CONSIGNE ÉCRITE: Reproduisez en entier, sans la moindre modification, le texte fourni ci-dessous sur les deux ministres de la Justice.

TEXTE FOURNI:
==========

Pour quiconque suit au quotidien le récit de la joute politique à Ottawa, l’impression sera que le Canada avait une grande ministre de la Justice, madame Wilson-Raybould, qui a été remplacée par une roue de secours, David Lametti. Expulsée du caucus cette semaine, madame Wilson-Raybould a maintenant le profil d’une personnalité plus grande que nature.


La réalité diffère pas mal de la perception. Dans n’importe quel autre milieu professionnel, aucune personne sérieuse n’oserait comparer le calibre de ces deux personnes. Madame Wilson-Raybould fut une ministre de la Justice peu qualifiée pour entrer en poste et assez ordinaire une fois en fonction. Alors qu’on reconnaît Lametti comme une sommité du droit.


Quelle performance ?


Si l’on fait fi de son rôle d’héroïne de la droiture et de la vérité, Jody Wilson-Raybould n’a ébloui personne en trois ans au ministère de la Justice. Après l’arrêt Jordan de la Cour suprême, c’est elle qui a tardé à nommer des juges pour accélérer le traitement des causes. Les provinces fulminaient alors que les délais maximaux établis permettaient de remettre dans la nature des criminels.


Certaines de ses réformes sont contestées devant les tribunaux ou dénoncées dans le milieu judiciaire. D’autres engagements pris par les libéraux en matière de justice ont été abandonnés sous sa gouverne.


La gestion de son bureau est apparue assez chaotique aussi. Elle a passé plus d’un directeur de cabinet par année. C’est souvent le propre des politiciens qui font plus de sautes d’humeur que de réformes réussies. Sans rien enlever à ses convictions personnelles, sa contribution aux dossiers autochtones semble aussi avoir été plus symbolique que fructueuse.

==========

ENREGISTREMENTS:
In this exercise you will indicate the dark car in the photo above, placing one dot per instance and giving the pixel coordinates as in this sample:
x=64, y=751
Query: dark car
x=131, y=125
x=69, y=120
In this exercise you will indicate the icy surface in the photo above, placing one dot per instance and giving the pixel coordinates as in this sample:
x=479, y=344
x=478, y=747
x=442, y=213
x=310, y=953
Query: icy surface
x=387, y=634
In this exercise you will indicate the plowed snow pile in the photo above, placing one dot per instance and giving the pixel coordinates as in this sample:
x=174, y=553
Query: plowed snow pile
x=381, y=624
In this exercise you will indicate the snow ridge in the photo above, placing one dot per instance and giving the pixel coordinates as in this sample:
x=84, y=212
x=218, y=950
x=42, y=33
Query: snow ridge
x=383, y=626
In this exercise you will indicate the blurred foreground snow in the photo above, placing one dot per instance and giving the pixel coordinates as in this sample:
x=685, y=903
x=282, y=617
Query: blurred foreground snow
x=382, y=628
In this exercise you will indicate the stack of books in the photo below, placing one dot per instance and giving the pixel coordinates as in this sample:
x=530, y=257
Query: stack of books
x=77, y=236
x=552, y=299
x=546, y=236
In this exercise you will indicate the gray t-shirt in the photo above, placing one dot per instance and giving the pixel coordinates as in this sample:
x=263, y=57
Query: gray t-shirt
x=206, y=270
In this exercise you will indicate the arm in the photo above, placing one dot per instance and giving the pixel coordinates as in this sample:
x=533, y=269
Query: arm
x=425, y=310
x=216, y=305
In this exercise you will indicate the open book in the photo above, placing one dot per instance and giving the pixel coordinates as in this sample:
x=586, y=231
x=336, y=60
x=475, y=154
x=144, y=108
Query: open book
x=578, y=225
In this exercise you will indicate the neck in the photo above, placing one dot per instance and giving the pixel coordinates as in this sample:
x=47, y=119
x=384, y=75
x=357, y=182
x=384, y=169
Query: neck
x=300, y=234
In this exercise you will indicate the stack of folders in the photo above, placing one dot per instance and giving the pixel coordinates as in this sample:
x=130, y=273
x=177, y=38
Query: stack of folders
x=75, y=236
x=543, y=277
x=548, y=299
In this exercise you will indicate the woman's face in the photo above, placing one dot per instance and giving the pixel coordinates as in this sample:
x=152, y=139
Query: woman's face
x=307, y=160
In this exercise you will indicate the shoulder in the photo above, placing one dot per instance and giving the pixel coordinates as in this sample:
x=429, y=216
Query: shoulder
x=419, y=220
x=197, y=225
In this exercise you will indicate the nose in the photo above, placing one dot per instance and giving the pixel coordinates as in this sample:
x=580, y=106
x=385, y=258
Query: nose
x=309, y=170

==========

RÉSULTAT ATTENDU:
Pour quiconque suit au quotidien le récit de la joute politique à Ottawa, l’impression sera que le Canada avait une grande ministre de la Justice, madame Wilson-Raybould, qui a été remplacée par une roue de secours, David Lametti. Expulsée du caucus cette semaine, madame Wilson-Raybould a maintenant le profil d’une personnalité plus grande que nature.


La réalité diffère pas mal de la perception. Dans n’importe quel autre milieu professionnel, aucune personne sérieuse n’oserait comparer le calibre de ces deux personnes. Madame Wilson-Raybould fut une ministre de la Justice peu qualifiée pour entrer en poste et assez ordinaire une fois en fonction. Alors qu’on reconnaît Lametti comme une sommité du droit.


Quelle performance ?


Si l’on fait fi de son rôle d’héroïne de la droiture et de la vérité, Jody Wilson-Raybould n’a ébloui personne en trois ans au ministère de la Justice. Après l’arrêt Jordan de la Cour suprême, c’est elle qui a tardé à nommer des juges pour accélérer le traitement des causes. Les provinces fulminaient alors que les délais maximaux établis permettaient de remettre dans la nature des criminels.


Certaines de ses réformes sont contestées devant les tribunaux ou dénoncées dans le milieu judiciaire. D’autres engagements pris par les libéraux en matière de justice ont été abandonnés sous sa gouverne.


La gestion de son bureau est apparue assez chaotique aussi. Elle a passé plus d’un directeur de cabinet par année. C’est souvent le propre des politiciens qui font plus de sautes d’humeur que de réformes réussies. Sans rien enlever à ses convictions personnelles, sa contribution aux dossiers autochtones semble aussi avoir été plus symbolique que fructueuse.